▶ **EXERCISE DIRECTIONS**: In your copy, drop the images and return each record exactly as it stands.

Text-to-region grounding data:

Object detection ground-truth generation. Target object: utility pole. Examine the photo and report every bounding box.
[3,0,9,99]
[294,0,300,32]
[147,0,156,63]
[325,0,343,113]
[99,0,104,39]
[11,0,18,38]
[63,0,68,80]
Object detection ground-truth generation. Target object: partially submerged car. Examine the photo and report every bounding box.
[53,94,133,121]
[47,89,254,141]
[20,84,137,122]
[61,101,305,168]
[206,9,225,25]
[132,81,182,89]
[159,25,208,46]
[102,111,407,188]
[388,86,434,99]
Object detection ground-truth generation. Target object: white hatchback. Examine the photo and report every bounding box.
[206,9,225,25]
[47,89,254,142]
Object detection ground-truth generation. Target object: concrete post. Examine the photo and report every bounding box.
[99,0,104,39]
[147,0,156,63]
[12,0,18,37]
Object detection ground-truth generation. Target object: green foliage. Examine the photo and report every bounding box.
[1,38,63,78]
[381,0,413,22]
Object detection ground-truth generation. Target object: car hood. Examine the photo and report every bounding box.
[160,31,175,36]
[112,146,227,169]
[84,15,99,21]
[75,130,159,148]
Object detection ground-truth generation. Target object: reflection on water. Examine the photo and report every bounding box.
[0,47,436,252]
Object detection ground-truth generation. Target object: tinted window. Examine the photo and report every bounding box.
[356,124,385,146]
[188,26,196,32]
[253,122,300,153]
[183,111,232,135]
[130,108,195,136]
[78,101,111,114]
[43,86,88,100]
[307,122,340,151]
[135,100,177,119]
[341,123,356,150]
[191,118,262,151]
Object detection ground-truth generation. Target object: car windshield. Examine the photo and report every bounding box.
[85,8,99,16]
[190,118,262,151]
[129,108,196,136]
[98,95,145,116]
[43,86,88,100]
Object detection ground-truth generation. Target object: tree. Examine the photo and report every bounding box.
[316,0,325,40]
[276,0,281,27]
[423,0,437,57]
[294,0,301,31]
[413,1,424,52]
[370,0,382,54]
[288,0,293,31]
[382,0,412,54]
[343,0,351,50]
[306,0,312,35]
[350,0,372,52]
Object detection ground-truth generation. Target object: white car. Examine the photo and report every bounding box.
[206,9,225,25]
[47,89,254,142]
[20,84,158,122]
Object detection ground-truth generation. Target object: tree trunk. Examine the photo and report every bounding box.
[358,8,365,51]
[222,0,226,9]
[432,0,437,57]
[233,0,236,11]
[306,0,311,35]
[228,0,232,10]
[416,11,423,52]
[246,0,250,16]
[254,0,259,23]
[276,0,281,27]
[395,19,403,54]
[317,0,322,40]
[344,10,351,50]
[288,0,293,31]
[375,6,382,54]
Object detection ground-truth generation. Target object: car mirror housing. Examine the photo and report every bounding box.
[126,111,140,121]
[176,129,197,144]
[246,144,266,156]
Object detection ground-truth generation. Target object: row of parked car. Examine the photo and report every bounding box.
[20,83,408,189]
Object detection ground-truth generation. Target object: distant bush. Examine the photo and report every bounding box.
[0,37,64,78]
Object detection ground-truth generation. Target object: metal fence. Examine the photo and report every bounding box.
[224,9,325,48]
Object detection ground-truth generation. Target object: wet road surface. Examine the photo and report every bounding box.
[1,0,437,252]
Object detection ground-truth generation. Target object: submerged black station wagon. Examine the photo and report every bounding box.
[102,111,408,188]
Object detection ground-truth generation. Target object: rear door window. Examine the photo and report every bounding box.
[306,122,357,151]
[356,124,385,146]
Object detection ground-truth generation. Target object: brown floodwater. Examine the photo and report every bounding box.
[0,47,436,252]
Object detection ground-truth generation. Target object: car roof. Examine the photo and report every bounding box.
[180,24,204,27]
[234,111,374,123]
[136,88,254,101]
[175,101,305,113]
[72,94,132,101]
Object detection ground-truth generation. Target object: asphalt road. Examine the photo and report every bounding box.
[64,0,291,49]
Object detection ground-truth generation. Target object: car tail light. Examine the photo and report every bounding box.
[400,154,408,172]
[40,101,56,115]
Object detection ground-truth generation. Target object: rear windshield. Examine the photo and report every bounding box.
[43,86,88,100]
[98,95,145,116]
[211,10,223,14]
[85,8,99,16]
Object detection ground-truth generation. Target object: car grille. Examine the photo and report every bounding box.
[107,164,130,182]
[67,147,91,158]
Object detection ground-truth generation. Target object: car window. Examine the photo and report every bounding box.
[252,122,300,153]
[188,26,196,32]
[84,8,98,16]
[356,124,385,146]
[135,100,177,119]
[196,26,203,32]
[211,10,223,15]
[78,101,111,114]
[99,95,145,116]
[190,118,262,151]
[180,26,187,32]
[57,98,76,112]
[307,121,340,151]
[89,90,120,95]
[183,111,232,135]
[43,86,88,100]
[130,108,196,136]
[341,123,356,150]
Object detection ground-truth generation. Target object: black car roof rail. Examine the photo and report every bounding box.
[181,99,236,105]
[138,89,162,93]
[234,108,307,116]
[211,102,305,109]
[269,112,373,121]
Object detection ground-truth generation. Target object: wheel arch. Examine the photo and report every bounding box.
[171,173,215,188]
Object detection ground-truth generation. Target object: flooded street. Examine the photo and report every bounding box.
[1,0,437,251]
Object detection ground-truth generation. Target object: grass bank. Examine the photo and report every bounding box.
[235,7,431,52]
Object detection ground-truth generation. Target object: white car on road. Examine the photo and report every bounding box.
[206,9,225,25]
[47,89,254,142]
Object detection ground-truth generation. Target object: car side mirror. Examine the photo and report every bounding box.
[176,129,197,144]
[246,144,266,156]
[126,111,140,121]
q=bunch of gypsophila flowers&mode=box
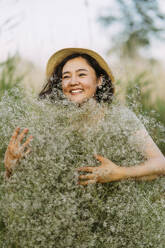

▶ **SOLVED EXERCISE**:
Object detection ground-truth generation. Target object: utility pole. Examine the photo and report every bounding box.
[3,0,9,99]
[294,0,300,32]
[147,0,156,63]
[325,0,343,113]
[99,0,104,39]
[11,0,18,38]
[63,0,68,80]
Object detection ground-truth generation. Target object: partially submerged car. Examine the photo and report every bounding box.
[53,94,133,121]
[47,89,254,141]
[20,84,137,122]
[61,101,305,168]
[206,9,225,25]
[132,81,182,89]
[159,25,208,46]
[102,111,407,188]
[388,86,434,99]
Object detection ground-truth generation. Target object: white hatchback. Examine the photo and report every bounding box.
[206,9,225,25]
[47,89,254,142]
Object detection ground-truth generation. Target object: concrete post. Examine the photo and report every bounding box.
[99,0,104,39]
[147,0,156,63]
[12,0,18,37]
Object detection ground-truth generation. Target object: green foliage. Examine the photo and report every bounding box.
[1,38,63,78]
[381,0,413,22]
Object detection ground-truth generation. Target object: car hood. Examine the photo and report every bounding box.
[160,31,175,36]
[112,146,227,169]
[84,15,99,21]
[75,130,159,148]
Object detection ground-truth generation. Target object: reflection on water. Examine the photo and report every bounding box.
[0,47,436,252]
Object detection ground-truth generation. Target object: tinted window. Examine the photo and report every bounding box.
[356,124,385,146]
[188,26,196,32]
[253,122,300,153]
[183,111,232,135]
[130,108,195,136]
[78,101,111,114]
[43,86,88,100]
[307,122,340,151]
[135,100,177,119]
[341,123,356,150]
[191,118,262,151]
Object detection ground-truth generation. Target object: car windshield. Examine the photo and report every bounding box.
[85,8,99,16]
[190,118,262,151]
[129,108,196,136]
[98,95,145,116]
[43,86,88,100]
Object detection ground-truth generation. Target object: tree. Examine the photo and report every bounding box.
[316,0,325,40]
[276,0,281,27]
[423,0,437,57]
[294,0,301,31]
[413,1,424,52]
[370,0,382,54]
[288,0,293,31]
[382,0,412,54]
[343,0,351,50]
[306,0,312,35]
[350,0,372,52]
Object detection ground-truth generation. Target object: white car. Examine the photo and report every bounding box.
[206,9,225,25]
[47,89,254,142]
[20,84,158,122]
Object detection ground-truth generation. Target object: tree trunk. Examine the photo and report every bounding box.
[358,8,365,51]
[222,0,226,9]
[432,0,437,57]
[233,0,236,11]
[306,0,311,35]
[228,0,232,10]
[416,11,423,52]
[246,0,250,16]
[254,0,259,23]
[276,0,281,27]
[395,19,403,54]
[317,0,322,40]
[344,10,351,50]
[288,0,293,31]
[375,6,382,54]
Object detection ground-truth generation. Target object: car mirror housing. Examine the photo and report every bounding box.
[126,111,140,121]
[176,129,197,144]
[246,144,266,156]
Object detection ground-truth generation. Target object: row of parked car. Examine the photo and report every bounding box.
[20,83,408,189]
Object detection ground-truth generation. Target object: distant bush. Examine the photo and report every bounding box.
[0,37,64,78]
Object detection ground-truth generation. Target object: metal fence. Examine the photo and report every bounding box.
[224,9,325,48]
Object detection ground-truth generation. Target object: wet road surface. Examine the photo and report every bounding box.
[1,0,437,252]
Object detection ground-truth generation. Target object: submerged black station wagon. Examine the photo and report every bounding box.
[102,111,408,188]
Object detection ground-truth generation. Target object: rear door window. Examine the photo and report every bounding box.
[306,122,357,151]
[356,124,385,146]
Object detection ground-truth generation. Target object: brown floodwater. Examine the photo and report every bounding box.
[0,47,436,252]
Object detection ground-truth generation. Target object: car roof. Examine the photo and report every bounding box.
[180,24,204,27]
[234,111,374,123]
[136,88,254,101]
[175,101,305,113]
[72,94,132,101]
Object detection ground-truth generation. Target object: asphalt road. Examine the photo and report every bounding box.
[64,0,291,49]
Object detection ground-truth generation. Target object: car tail light. Examine the photo and report every bounding box.
[400,154,408,172]
[40,101,56,115]
Object detection ground-truth generation. Target object: rear windshield. Examine the photo and report every bounding box.
[43,86,88,100]
[98,95,145,116]
[211,10,223,14]
[85,8,99,16]
Object detection ground-truth generation. Target object: car grille. Examine the photo and report every bounding box.
[107,164,130,182]
[67,147,91,158]
Object detection ground-truth generation. Target object: car window. Examine the photo and report every bounding box.
[252,122,300,153]
[188,26,196,32]
[84,8,98,16]
[356,124,385,146]
[135,100,177,119]
[196,26,203,32]
[211,10,223,15]
[78,101,111,114]
[99,95,145,116]
[190,118,262,151]
[180,26,187,32]
[57,98,76,112]
[307,121,340,151]
[89,90,120,95]
[183,111,232,135]
[43,86,88,100]
[130,108,196,136]
[341,123,356,150]
Object detection ground-truth generation. Target object: black car roof rail. Examine the photo and report every bounding box.
[181,99,236,105]
[138,89,162,93]
[234,108,307,116]
[211,102,305,109]
[269,112,373,121]
Object detection ground-truth generation. Target object: wheel arch. Examine the photo and report every bounding box.
[171,173,215,188]
Object detection ground-truth generation. Target object: flooded street. Examine the photo and report every bounding box.
[1,0,437,251]
Object detection ground-truth generation. Target object: grass bank. Examine the photo and report every bounding box.
[235,7,431,52]
Object detection ground-truth generation. Target object: white car on road. Examine the photo and report every bounding box.
[206,9,225,25]
[47,89,254,142]
Object detection ground-truth generation. Target object: car side mirror. Examine the photo and report every bounding box.
[176,129,197,144]
[246,144,266,156]
[126,111,140,121]
q=bunch of gypsophila flowers&mode=box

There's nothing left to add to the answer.